Work request - Looking at the listing below, retype exactly the lines starting at the one containing "Target: terracotta tiled roof" and ending at the one containing "Target: cypress tree", both included, and nothing else.

Data to examine -
..............................

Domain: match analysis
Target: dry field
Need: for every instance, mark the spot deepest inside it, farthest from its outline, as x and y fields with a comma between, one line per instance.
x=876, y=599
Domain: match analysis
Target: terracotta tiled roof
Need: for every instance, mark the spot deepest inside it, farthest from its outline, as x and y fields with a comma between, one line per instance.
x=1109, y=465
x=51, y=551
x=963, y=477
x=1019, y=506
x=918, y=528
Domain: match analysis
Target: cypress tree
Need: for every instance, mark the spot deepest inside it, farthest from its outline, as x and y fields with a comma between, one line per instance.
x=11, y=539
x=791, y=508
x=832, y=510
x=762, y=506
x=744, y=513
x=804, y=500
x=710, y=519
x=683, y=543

..............................

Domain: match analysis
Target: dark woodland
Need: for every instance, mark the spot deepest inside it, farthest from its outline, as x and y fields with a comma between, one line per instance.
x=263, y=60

..............................

Output below -
Target: terracotta tiled roof
Need: for every instance, mark the spot deepest inside it, farthest from its outline, as x and y fields with a comma between, one line per instance.
x=1109, y=465
x=51, y=551
x=963, y=477
x=1019, y=506
x=918, y=528
Domain: match analysis
Target: cypress tree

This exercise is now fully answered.